What you are asked to do:
Search the data for the string "flag", and report each line where it is found.

(Stored items)

= Beginning of Section =

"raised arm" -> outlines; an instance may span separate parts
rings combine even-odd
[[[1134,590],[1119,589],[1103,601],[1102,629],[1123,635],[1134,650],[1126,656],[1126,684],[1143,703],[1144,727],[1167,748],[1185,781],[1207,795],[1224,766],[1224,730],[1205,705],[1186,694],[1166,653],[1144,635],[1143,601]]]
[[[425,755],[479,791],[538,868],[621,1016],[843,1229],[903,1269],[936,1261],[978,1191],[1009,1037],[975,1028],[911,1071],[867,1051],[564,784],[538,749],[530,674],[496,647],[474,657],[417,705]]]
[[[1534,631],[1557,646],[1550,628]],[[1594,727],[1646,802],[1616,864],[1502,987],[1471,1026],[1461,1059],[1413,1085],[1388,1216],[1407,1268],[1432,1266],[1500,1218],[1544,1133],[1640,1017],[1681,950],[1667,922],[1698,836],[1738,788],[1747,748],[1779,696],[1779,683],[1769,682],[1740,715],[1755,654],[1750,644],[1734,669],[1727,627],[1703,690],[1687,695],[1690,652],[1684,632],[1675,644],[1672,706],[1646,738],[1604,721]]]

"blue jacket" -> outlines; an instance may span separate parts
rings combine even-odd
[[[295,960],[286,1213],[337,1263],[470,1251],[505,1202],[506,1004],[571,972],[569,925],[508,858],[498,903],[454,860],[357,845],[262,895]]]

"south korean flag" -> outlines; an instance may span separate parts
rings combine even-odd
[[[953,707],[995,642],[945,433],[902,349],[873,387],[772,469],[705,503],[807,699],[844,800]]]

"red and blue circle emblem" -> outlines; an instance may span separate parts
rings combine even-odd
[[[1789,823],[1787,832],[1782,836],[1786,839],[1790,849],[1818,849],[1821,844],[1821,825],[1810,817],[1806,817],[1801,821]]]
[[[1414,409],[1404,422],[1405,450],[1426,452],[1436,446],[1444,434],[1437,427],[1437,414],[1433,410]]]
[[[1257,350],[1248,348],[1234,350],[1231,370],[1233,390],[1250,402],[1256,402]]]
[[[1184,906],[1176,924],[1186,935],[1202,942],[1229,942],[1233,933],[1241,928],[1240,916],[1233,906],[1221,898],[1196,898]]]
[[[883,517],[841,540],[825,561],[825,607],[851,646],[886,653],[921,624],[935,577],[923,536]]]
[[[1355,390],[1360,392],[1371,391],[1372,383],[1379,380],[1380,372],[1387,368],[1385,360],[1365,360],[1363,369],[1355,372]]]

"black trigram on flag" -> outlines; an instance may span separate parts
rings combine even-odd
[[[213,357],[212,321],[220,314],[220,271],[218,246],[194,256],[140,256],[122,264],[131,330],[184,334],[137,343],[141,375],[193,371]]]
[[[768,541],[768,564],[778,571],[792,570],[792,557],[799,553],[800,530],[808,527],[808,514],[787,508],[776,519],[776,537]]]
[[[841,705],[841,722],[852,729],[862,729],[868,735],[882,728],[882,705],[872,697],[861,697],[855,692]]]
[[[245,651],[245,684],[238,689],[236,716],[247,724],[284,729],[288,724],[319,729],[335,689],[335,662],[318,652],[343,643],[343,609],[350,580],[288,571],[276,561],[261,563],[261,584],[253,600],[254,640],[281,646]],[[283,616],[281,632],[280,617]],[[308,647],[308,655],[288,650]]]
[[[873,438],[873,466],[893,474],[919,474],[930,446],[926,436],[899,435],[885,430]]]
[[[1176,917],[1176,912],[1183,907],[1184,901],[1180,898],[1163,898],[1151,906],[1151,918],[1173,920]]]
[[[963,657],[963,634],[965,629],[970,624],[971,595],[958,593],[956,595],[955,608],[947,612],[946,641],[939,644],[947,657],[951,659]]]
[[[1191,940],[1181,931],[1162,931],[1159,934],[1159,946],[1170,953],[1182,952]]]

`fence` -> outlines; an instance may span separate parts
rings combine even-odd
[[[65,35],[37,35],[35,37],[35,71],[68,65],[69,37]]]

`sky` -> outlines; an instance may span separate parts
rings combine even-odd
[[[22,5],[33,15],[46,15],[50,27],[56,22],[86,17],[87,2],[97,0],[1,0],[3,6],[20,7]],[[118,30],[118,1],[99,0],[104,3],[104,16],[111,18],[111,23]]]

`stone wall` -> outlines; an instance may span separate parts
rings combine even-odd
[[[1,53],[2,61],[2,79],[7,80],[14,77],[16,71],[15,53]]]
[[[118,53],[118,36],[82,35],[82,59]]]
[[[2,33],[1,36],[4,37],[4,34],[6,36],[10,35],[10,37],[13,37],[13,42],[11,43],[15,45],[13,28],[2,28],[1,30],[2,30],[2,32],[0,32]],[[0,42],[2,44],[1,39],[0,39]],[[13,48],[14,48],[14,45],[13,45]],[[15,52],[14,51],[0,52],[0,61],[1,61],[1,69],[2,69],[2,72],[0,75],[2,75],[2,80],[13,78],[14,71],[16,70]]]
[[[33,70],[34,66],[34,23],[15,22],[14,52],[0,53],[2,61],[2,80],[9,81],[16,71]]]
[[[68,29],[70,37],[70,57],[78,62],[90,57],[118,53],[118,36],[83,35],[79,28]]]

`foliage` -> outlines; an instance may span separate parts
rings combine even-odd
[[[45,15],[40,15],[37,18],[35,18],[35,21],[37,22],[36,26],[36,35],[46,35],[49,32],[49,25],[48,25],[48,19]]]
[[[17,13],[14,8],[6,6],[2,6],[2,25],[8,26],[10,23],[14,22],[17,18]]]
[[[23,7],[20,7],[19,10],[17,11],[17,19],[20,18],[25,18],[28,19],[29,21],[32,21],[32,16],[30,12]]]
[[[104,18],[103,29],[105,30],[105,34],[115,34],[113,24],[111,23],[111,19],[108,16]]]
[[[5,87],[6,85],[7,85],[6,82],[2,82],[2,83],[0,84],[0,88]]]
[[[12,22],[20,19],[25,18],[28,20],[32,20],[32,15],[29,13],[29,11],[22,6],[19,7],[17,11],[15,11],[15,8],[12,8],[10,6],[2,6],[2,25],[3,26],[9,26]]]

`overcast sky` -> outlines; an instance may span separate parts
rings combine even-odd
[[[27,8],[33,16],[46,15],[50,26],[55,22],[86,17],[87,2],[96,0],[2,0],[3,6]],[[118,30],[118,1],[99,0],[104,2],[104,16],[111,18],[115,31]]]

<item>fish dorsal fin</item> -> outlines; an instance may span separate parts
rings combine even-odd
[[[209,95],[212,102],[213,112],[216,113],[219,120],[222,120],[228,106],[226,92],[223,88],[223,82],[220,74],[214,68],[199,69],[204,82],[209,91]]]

= End of Section =

Output of the task:
"south korean flag" -> outlines; an instance may span separate parts
"black trigram on flag" -> outlines; an instance may span separate parts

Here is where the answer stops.